- **What you will do**: Retype each of the following lines with no changes at all, including every character and space.

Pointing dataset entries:
··········
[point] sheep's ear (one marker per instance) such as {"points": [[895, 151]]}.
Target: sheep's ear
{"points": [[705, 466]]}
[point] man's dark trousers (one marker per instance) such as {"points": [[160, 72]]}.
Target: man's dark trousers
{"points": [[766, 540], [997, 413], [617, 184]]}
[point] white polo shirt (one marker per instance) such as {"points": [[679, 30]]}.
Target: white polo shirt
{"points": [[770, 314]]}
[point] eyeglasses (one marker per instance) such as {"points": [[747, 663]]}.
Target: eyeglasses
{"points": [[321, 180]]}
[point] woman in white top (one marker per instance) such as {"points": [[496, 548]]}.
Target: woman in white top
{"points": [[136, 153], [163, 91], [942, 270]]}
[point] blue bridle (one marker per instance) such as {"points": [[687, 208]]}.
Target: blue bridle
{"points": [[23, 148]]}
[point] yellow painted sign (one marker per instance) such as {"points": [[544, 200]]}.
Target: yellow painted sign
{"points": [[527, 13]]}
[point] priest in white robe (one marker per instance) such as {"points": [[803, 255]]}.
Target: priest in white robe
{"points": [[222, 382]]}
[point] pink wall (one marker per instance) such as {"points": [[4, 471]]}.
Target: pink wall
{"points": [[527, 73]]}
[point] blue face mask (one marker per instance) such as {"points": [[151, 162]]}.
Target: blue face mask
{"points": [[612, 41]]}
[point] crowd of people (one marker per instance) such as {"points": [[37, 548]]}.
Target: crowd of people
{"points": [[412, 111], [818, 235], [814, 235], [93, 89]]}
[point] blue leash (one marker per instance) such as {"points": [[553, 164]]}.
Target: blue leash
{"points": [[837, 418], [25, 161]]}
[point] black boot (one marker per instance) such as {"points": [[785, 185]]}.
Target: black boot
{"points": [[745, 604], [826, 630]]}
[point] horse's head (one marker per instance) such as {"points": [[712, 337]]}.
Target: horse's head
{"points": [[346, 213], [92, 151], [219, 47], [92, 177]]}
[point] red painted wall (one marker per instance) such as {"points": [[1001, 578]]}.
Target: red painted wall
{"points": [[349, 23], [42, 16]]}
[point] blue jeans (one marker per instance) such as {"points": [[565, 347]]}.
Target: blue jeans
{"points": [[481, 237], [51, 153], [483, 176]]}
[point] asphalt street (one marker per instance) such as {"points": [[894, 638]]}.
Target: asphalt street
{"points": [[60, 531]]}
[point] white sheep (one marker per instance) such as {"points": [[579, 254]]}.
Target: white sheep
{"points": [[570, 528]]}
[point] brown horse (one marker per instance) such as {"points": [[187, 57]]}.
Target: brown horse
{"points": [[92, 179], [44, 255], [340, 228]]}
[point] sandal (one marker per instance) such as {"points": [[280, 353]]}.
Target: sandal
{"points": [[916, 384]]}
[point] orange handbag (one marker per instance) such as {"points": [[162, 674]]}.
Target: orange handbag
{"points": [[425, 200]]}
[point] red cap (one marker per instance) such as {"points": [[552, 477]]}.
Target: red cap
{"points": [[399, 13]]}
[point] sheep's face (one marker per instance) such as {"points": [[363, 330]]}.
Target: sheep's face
··········
- **Worked solution**:
[point] sheep's ear (one marker per instance) such as {"points": [[895, 151]]}.
Target: sheep's ear
{"points": [[705, 466]]}
[point] man's dark trousers (one marker per instance) such as {"points": [[160, 72]]}.
Target: man's dark trousers
{"points": [[766, 540], [997, 413], [617, 184]]}
[point] white polo shirt (one marker per instance) such as {"points": [[679, 30]]}.
Target: white polo shirt
{"points": [[770, 314]]}
[point] eyeglasses (one marker per instance) such as {"points": [[747, 663]]}.
Target: eyeglasses
{"points": [[321, 180]]}
[point] woman in white top (one marker per instance) such as {"points": [[496, 548]]}.
Target: woman in white top
{"points": [[136, 153], [163, 91], [942, 270]]}
[point] blue bridle (one marker per instance) such as {"points": [[687, 208]]}.
Target: blue bridle
{"points": [[23, 148]]}
[point] yellow painted sign (one marker per instance) such as {"points": [[544, 200]]}.
Target: yellow painted sign
{"points": [[527, 13]]}
[point] priest in white robe (one marker per instance) such as {"points": [[803, 255]]}.
Target: priest in white robe
{"points": [[222, 382]]}
[point] pink wall (one marker per instance) such as {"points": [[4, 471]]}.
Target: pink wall
{"points": [[527, 73]]}
[point] blue face mask (one marker per instance) such as {"points": [[151, 162]]}.
Target: blue face mask
{"points": [[612, 41]]}
[point] crowd of people (one marker per instance) such as {"points": [[37, 548]]}.
Target: crowd of people
{"points": [[412, 111], [818, 235], [814, 235], [93, 89]]}
[point] blue leash (one marker per instance) such as {"points": [[553, 164]]}.
Target: blue leash
{"points": [[837, 418], [25, 161]]}
[point] black boot (one marker per instance) such as {"points": [[785, 185]]}.
Target: black boot
{"points": [[745, 604], [826, 630]]}
[point] horse's head (one marker per instance) such as {"points": [[712, 337]]}.
Target: horse's head
{"points": [[346, 213], [92, 151], [219, 47], [92, 177]]}
[point] red painted wall (one marker per instance) such as {"points": [[1001, 578]]}.
Target: red painted wall
{"points": [[349, 23], [42, 16]]}
[point] blue jeans (one marker per instance) such as {"points": [[565, 347]]}.
Target: blue jeans
{"points": [[481, 237], [51, 153], [483, 176]]}
[point] asphalt street (one marker per instance) such as {"points": [[894, 638]]}.
Target: asphalt street
{"points": [[60, 531]]}
[point] white sheep (one marker per instance) such as {"points": [[579, 254]]}.
Target: white sheep
{"points": [[570, 528]]}
[point] brown horse (one marker per instance) such as {"points": [[187, 57]]}.
Target: brown horse
{"points": [[92, 179], [44, 255], [340, 228]]}
[point] sandal (one marker per instance) such as {"points": [[280, 353]]}.
Target: sandal
{"points": [[916, 384]]}
[point] orange handbag (one marker per instance) such as {"points": [[162, 674]]}.
Target: orange handbag
{"points": [[425, 200]]}
[point] red cap (one marker per instance) such as {"points": [[552, 477]]}.
Target: red cap
{"points": [[399, 13]]}
[point] sheep's face (one marker per instance) such as {"points": [[363, 330]]}.
Target: sheep's face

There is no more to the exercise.